### GOAL
Quote every one of the lines below word for word, changing nothing.

## START DATASET

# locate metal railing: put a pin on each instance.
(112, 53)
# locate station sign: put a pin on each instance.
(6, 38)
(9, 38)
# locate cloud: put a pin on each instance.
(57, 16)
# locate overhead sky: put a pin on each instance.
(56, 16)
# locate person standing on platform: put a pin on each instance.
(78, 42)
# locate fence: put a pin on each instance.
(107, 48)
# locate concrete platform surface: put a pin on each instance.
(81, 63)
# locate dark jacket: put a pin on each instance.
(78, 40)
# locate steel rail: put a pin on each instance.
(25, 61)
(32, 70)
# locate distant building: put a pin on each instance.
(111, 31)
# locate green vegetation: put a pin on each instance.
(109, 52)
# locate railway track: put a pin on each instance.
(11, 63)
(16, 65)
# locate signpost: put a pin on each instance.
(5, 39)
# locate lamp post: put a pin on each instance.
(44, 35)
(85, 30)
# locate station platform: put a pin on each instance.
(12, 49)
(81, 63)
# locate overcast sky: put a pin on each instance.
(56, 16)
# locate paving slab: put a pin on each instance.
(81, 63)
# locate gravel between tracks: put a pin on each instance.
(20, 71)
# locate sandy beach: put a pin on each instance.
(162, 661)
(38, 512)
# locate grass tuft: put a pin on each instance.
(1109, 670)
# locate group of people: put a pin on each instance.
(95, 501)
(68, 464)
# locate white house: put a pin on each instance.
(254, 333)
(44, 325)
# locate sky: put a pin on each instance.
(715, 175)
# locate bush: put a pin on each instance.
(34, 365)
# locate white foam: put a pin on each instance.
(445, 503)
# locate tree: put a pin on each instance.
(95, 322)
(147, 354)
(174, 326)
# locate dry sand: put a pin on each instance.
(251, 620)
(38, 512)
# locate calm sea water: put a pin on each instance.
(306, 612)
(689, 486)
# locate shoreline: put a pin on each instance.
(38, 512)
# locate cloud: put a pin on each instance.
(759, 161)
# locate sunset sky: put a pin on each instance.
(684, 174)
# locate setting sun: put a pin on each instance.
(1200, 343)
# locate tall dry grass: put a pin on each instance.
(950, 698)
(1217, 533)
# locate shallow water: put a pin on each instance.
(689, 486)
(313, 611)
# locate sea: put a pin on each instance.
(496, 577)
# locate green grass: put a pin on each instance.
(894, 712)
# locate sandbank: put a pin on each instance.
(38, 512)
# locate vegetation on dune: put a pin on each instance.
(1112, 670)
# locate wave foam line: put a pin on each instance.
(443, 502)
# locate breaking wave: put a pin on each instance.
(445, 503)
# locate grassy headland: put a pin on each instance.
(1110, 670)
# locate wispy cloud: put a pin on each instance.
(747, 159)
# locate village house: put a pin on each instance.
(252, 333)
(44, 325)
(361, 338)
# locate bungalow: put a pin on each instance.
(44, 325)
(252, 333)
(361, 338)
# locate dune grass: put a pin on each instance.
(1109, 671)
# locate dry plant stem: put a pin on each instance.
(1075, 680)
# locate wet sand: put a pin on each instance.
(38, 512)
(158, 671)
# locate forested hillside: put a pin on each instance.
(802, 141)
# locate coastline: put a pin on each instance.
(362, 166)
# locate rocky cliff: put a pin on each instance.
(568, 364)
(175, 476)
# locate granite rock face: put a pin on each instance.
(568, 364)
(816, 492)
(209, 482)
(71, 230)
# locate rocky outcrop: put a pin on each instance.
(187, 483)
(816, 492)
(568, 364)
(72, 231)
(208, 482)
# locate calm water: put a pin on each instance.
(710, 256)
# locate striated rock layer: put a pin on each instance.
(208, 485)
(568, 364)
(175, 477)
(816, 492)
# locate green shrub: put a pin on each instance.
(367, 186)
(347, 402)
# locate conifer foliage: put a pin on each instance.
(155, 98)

## END DATASET

### THE ANSWER
# locate metal railing: put a pin on each instance.
(112, 53)
# locate station sign: put a pin on each instance.
(6, 38)
(9, 38)
# locate cloud: put a pin on each instance.
(57, 16)
# locate overhead sky: put a pin on each instance.
(56, 16)
# locate person standing on platform: put a pin on each instance.
(78, 42)
# locate fence: put a pin on each instance.
(107, 48)
# locate concrete platform surface: put a pin on each instance.
(81, 63)
# locate dark jacket: put a pin on each instance.
(78, 40)
# locate steel rail: put a pin on each instance.
(25, 61)
(32, 70)
# locate distant building: put a pin on each instance.
(111, 31)
# locate green vegetation: put a pin on each instance.
(109, 52)
# locate railway track: put a pin on each instance.
(11, 63)
(16, 65)
# locate signpost: put a pin on each instance.
(5, 39)
# locate lamp post: put a pin on each instance.
(44, 35)
(85, 30)
# locate station platform: put a pin on each instance.
(12, 49)
(81, 63)
# locate overcast sky: put a pin on each instance.
(56, 16)
# locate paving slab: put a pin on each instance.
(81, 63)
# locate gravel between tracks: put a pin on each instance.
(20, 71)
# locate sandy beach: put a pin on each instance.
(162, 661)
(38, 512)
# locate grass tuft: put a pin on each instance.
(1109, 670)
# locate group of people: put a pin on each instance.
(95, 501)
(68, 464)
# locate white house: put a pin on each instance.
(254, 333)
(44, 325)
# locate sky: put a pin on each instance.
(715, 175)
# locate bush: put a pin on each instance.
(34, 365)
# locate white foam: put a pin on each instance.
(445, 503)
# locate tree: put a pin on each instance.
(95, 322)
(147, 354)
(174, 326)
# locate dry sand: put a pin on each instance.
(251, 620)
(38, 512)
# locate calm sea water: put a pin on each instance.
(306, 612)
(689, 486)
# locate shoreline: put a pin on each instance.
(38, 512)
# locate cloud: put a pin on each instance.
(759, 161)
# locate sunset sky: put a pin on each instance.
(684, 174)
# locate setting sun: put a pin on each instance.
(1200, 343)
# locate tall dry grass: put a pin on each instance.
(950, 698)
(1217, 533)
# locate shallow water: put a pin on each instance.
(689, 486)
(313, 611)
# locate sea: put a pin on each instance.
(496, 577)
# locate green grass: put a pin on each instance.
(894, 712)
# locate sandbank: put a pin on each instance.
(38, 512)
# locate vegetation on dune: put a pin on each instance.
(1112, 670)
# locate wave foam line: put a pin on each instance.
(443, 502)
# locate breaking wave: put a pin on each instance.
(445, 503)
# locate grassy headland: put a pin on each instance.
(1110, 670)
# locate wispy cloud: put a pin on each instance.
(747, 159)
# locate village house: put a pin on each instance.
(252, 333)
(44, 325)
(361, 338)
# locate bungalow: put a pin on each instance.
(44, 325)
(252, 333)
(361, 338)
# locate dune grass: put a pin on each instance.
(1109, 671)
# locate dry plant stem: put a pin on each instance.
(1075, 680)
# locate wet sand: put a pin on each instance.
(38, 512)
(158, 671)
# locate forested hillside: put a pin on each instance.
(802, 141)
# locate coastline: put a pin on each instance.
(362, 166)
# locate rocky cliff: put a pin on each instance.
(568, 364)
(175, 476)
# locate granite rock face: put a pin on each instance.
(568, 364)
(816, 492)
(209, 482)
(71, 230)
# locate rocky outcrop: put a pin on each instance.
(187, 483)
(816, 492)
(568, 364)
(72, 231)
(208, 482)
# locate calm water: put a pin on each instance.
(710, 256)
# locate striated rock layer: put a pin on each instance.
(208, 485)
(568, 364)
(175, 477)
(816, 492)
# locate green shrub: put a pin on each instance.
(367, 186)
(347, 402)
# locate conifer foliage: put a pin on each instance.
(155, 98)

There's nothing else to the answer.